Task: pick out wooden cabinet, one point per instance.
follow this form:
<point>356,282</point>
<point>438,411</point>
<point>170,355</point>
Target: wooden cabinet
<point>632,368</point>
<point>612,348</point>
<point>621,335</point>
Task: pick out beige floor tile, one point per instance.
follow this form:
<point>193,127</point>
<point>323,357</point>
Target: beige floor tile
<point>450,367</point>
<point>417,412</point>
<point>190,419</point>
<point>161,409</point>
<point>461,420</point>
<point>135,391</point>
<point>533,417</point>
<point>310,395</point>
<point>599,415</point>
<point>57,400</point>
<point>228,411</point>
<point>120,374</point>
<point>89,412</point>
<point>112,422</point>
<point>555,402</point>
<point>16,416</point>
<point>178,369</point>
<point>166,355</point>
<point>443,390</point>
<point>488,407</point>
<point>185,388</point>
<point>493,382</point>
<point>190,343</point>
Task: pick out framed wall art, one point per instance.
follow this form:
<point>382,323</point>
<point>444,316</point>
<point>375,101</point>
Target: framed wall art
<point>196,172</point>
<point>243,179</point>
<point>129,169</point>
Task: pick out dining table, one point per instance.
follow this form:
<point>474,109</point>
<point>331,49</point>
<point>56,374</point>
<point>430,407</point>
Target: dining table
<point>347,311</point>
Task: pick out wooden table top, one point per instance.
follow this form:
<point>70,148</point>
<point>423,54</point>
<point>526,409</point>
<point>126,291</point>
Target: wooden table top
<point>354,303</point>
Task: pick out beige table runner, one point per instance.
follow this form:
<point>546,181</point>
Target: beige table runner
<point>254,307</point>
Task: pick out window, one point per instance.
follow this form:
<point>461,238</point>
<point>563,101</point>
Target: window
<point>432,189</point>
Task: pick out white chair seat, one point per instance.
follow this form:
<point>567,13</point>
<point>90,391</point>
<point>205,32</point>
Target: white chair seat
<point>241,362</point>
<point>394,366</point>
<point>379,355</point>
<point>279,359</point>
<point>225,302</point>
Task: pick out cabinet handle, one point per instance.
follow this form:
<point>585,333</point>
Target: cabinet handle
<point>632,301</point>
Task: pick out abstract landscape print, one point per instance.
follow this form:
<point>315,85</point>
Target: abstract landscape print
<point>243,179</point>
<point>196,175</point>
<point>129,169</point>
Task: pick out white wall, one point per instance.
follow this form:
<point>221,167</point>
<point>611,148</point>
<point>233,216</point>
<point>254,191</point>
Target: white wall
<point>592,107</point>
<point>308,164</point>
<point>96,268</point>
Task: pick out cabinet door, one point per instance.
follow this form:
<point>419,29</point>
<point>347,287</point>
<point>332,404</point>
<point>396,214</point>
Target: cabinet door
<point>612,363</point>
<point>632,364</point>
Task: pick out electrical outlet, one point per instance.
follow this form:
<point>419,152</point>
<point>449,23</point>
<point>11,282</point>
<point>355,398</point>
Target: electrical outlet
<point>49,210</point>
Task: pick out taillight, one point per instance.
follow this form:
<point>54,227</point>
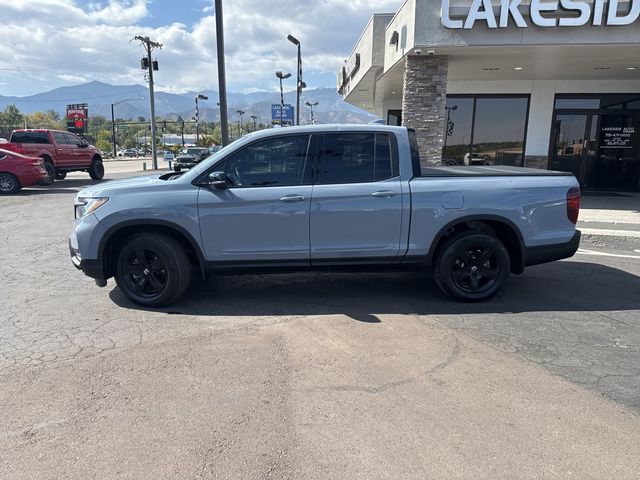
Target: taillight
<point>573,204</point>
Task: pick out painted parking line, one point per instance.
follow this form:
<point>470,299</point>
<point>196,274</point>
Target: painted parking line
<point>604,254</point>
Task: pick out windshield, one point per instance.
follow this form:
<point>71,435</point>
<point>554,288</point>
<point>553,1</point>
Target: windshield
<point>195,151</point>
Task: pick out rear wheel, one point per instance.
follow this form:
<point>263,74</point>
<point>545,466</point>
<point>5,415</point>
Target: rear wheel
<point>96,172</point>
<point>51,173</point>
<point>9,183</point>
<point>472,267</point>
<point>152,269</point>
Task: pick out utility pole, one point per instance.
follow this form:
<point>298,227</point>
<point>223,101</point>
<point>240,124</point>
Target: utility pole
<point>222,79</point>
<point>151,65</point>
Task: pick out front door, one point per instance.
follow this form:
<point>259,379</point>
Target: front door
<point>356,206</point>
<point>262,217</point>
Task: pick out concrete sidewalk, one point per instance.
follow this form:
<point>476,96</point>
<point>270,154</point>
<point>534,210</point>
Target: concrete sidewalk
<point>615,214</point>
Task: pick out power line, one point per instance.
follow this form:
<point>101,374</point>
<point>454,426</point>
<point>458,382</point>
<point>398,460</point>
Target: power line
<point>151,66</point>
<point>17,99</point>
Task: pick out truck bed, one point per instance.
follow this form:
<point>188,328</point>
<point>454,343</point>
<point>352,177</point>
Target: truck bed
<point>489,171</point>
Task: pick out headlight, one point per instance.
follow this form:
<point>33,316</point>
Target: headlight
<point>86,205</point>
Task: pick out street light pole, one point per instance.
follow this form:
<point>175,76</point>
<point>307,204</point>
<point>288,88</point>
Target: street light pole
<point>299,81</point>
<point>113,121</point>
<point>281,76</point>
<point>240,112</point>
<point>198,97</point>
<point>222,80</point>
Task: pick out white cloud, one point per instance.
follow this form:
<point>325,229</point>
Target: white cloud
<point>47,43</point>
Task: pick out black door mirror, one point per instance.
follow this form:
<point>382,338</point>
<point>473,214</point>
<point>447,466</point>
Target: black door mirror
<point>218,180</point>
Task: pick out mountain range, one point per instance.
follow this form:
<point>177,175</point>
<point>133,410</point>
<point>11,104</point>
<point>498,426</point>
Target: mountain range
<point>133,102</point>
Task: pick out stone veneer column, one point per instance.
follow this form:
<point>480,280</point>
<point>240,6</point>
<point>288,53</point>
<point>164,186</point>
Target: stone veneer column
<point>424,97</point>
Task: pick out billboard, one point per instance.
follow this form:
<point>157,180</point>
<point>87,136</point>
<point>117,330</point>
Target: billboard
<point>77,118</point>
<point>287,114</point>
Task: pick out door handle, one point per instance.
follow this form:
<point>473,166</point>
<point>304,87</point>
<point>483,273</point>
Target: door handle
<point>384,193</point>
<point>292,198</point>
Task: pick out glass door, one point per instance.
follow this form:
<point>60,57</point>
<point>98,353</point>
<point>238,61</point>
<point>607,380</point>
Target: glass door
<point>613,162</point>
<point>569,145</point>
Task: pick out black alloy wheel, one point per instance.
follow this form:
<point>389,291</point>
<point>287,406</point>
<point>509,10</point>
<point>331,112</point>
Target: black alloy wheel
<point>8,183</point>
<point>145,273</point>
<point>152,269</point>
<point>473,267</point>
<point>96,172</point>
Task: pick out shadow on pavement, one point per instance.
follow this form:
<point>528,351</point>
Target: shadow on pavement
<point>560,286</point>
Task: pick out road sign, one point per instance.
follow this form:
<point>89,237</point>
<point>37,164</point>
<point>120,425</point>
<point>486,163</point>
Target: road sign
<point>287,114</point>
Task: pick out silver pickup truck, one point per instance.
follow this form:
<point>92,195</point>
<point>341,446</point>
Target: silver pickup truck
<point>324,197</point>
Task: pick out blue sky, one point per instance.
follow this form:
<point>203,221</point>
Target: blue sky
<point>51,43</point>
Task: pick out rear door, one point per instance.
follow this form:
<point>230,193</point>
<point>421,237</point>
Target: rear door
<point>356,204</point>
<point>262,217</point>
<point>81,155</point>
<point>64,151</point>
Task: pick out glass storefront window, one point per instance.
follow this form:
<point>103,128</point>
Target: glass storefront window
<point>485,130</point>
<point>605,101</point>
<point>498,135</point>
<point>457,142</point>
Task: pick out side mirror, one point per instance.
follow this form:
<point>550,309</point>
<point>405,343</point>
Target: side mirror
<point>218,180</point>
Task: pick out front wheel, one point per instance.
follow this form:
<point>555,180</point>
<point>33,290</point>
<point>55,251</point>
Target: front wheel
######
> Objective
Repeat every one of the rows above word for word, leaving the pictures out of your answer.

> Solved exercise
Task: pick out wooden cabinet, one point per instance.
follow this form:
<point>356,282</point>
<point>438,411</point>
<point>170,355</point>
Target: wooden cabinet
<point>632,368</point>
<point>612,348</point>
<point>621,335</point>
Task: pick out beige floor tile, one point per instance.
follow this form:
<point>193,127</point>
<point>323,357</point>
Target: beige floor tile
<point>450,367</point>
<point>417,412</point>
<point>190,419</point>
<point>161,409</point>
<point>461,420</point>
<point>135,391</point>
<point>533,417</point>
<point>310,395</point>
<point>599,415</point>
<point>57,400</point>
<point>228,411</point>
<point>120,374</point>
<point>89,412</point>
<point>112,422</point>
<point>555,402</point>
<point>16,416</point>
<point>178,369</point>
<point>166,355</point>
<point>443,390</point>
<point>488,407</point>
<point>185,388</point>
<point>493,382</point>
<point>190,343</point>
Task: pick out framed wall art, one point per instance.
follow this form:
<point>382,323</point>
<point>444,316</point>
<point>375,101</point>
Target: framed wall art
<point>196,172</point>
<point>243,179</point>
<point>129,169</point>
Task: pick out dining table, one point per instance.
follow this form:
<point>474,109</point>
<point>331,49</point>
<point>56,374</point>
<point>430,407</point>
Target: dining table
<point>347,311</point>
Task: pick out wooden table top, one point per instance.
follow this form:
<point>70,148</point>
<point>423,54</point>
<point>526,409</point>
<point>126,291</point>
Target: wooden table top
<point>354,303</point>
Task: pick out beige table runner, one point per instance.
follow this form:
<point>546,181</point>
Target: beige table runner
<point>254,307</point>
Task: pick out window, one point per instance.
follow this form:
<point>461,238</point>
<point>563,101</point>
Target: window
<point>432,189</point>
Task: pick out white chair seat, one point per instance.
follow this form:
<point>567,13</point>
<point>90,391</point>
<point>205,32</point>
Target: white chair seat
<point>241,362</point>
<point>394,366</point>
<point>379,355</point>
<point>279,359</point>
<point>225,302</point>
Task: pick out cabinet handle, one point per instance.
follow this form:
<point>585,333</point>
Target: cabinet handle
<point>632,301</point>
Task: pick out abstract landscape print, one point per instance.
follow this form:
<point>315,85</point>
Target: abstract landscape print
<point>243,179</point>
<point>196,175</point>
<point>129,169</point>
Task: pick out white wall, one point per instance.
follow this form:
<point>221,167</point>
<point>611,148</point>
<point>233,216</point>
<point>254,191</point>
Target: white wall
<point>592,107</point>
<point>308,164</point>
<point>96,268</point>
Task: pick out cabinet door, one point per instance.
follow this form:
<point>419,29</point>
<point>347,287</point>
<point>332,404</point>
<point>396,214</point>
Target: cabinet door
<point>612,363</point>
<point>632,364</point>
Task: pick out electrical outlet, one point per instance.
follow this form:
<point>419,152</point>
<point>449,23</point>
<point>11,282</point>
<point>355,398</point>
Target: electrical outlet
<point>49,210</point>
Task: pick out taillight, one point per instance.
follow this form:
<point>54,227</point>
Target: taillight
<point>573,204</point>
Task: pick out painted parking line, one point per instance.
follow this form:
<point>470,299</point>
<point>196,274</point>
Target: painted parking line
<point>604,254</point>
Task: pick out windshield, one point per instance.
follow this form:
<point>71,435</point>
<point>554,288</point>
<point>553,1</point>
Target: windshield
<point>195,151</point>
Task: pick out rear wheel, one point per instance.
follow this form:
<point>263,74</point>
<point>545,466</point>
<point>5,415</point>
Target: rear wheel
<point>96,172</point>
<point>51,173</point>
<point>9,183</point>
<point>472,267</point>
<point>152,269</point>
Task: pick out utility pole, one point per instance.
follow this form:
<point>298,227</point>
<point>223,101</point>
<point>240,124</point>
Target: utility pole
<point>222,79</point>
<point>151,65</point>
Task: pick out front door, one point per instance.
follow this form:
<point>259,379</point>
Target: front door
<point>356,206</point>
<point>262,217</point>
Task: pick out concrete sidewalk, one point per instance.
follow this form:
<point>476,96</point>
<point>270,154</point>
<point>534,210</point>
Target: concrete sidewalk
<point>615,214</point>
Task: pick out power line, one point per instance.
follow this form:
<point>101,374</point>
<point>454,426</point>
<point>458,382</point>
<point>398,460</point>
Target: power line
<point>151,66</point>
<point>17,99</point>
Task: pick out truck bed, one point per instance.
follow this form:
<point>188,328</point>
<point>454,343</point>
<point>352,177</point>
Target: truck bed
<point>489,171</point>
Task: pick out headlight, one point per instance.
follow this form:
<point>33,316</point>
Target: headlight
<point>86,205</point>
Task: pick out street light pole, one point per instance.
follow this form:
<point>175,76</point>
<point>307,204</point>
<point>288,88</point>
Target: street light pole
<point>299,81</point>
<point>113,121</point>
<point>281,76</point>
<point>240,112</point>
<point>198,97</point>
<point>222,80</point>
Task: pick out white cloud, one point per instance.
follow this form:
<point>325,229</point>
Target: white cloud
<point>47,43</point>
Task: pick out black door mirror, one point per instance.
follow this form:
<point>382,338</point>
<point>473,214</point>
<point>447,466</point>
Target: black door mirror
<point>218,180</point>
Task: pick out mountain range, one point per instance.
follow this form:
<point>177,175</point>
<point>133,410</point>
<point>11,104</point>
<point>498,426</point>
Target: mountain range
<point>133,102</point>
Task: pick out stone veneer column, one point per instance.
follow this form:
<point>480,280</point>
<point>240,6</point>
<point>288,53</point>
<point>164,186</point>
Target: stone veneer column
<point>424,97</point>
Task: pick out billboard, one point per instance.
follow this form:
<point>157,180</point>
<point>87,136</point>
<point>117,330</point>
Target: billboard
<point>77,118</point>
<point>287,114</point>
Task: pick out door handle, one point per instance.
follow this form:
<point>473,166</point>
<point>304,87</point>
<point>483,273</point>
Target: door handle
<point>384,193</point>
<point>292,198</point>
Task: pick out glass door, one point per instance.
follow this form:
<point>60,57</point>
<point>98,353</point>
<point>238,61</point>
<point>607,380</point>
Target: glass door
<point>613,162</point>
<point>569,145</point>
Task: pick out black alloy wheel, one point per instance.
follow this form:
<point>389,291</point>
<point>287,406</point>
<point>509,10</point>
<point>331,112</point>
Target: black alloy wheel
<point>8,183</point>
<point>145,273</point>
<point>152,269</point>
<point>473,267</point>
<point>96,172</point>
Task: pick out shadow on pavement, one point per instance.
follow this form:
<point>528,351</point>
Target: shadow on pavement
<point>560,286</point>
Task: pick out road sign, one point per instance.
follow this form:
<point>89,237</point>
<point>37,164</point>
<point>120,425</point>
<point>486,163</point>
Target: road sign
<point>287,114</point>
Task: pick out silver pickup truck, one point per instance.
follow this form:
<point>92,195</point>
<point>341,446</point>
Target: silver pickup truck
<point>324,197</point>
Task: pick out blue sky, one point per instance.
follow this form:
<point>203,221</point>
Target: blue sky
<point>51,43</point>
Task: pick out rear door, one point per instance.
follow this form:
<point>230,193</point>
<point>421,237</point>
Target: rear door
<point>356,204</point>
<point>262,217</point>
<point>81,155</point>
<point>64,151</point>
Task: pick out glass storefront window, one point per instance.
follow this form:
<point>103,128</point>
Target: glass storefront window
<point>485,130</point>
<point>605,101</point>
<point>498,135</point>
<point>457,142</point>
Task: pick out side mirror, one point per instance.
follow this form:
<point>550,309</point>
<point>405,343</point>
Target: side mirror
<point>218,180</point>
Task: pick out front wheel, one point per instance.
follow this form:
<point>555,180</point>
<point>33,290</point>
<point>55,251</point>
Target: front wheel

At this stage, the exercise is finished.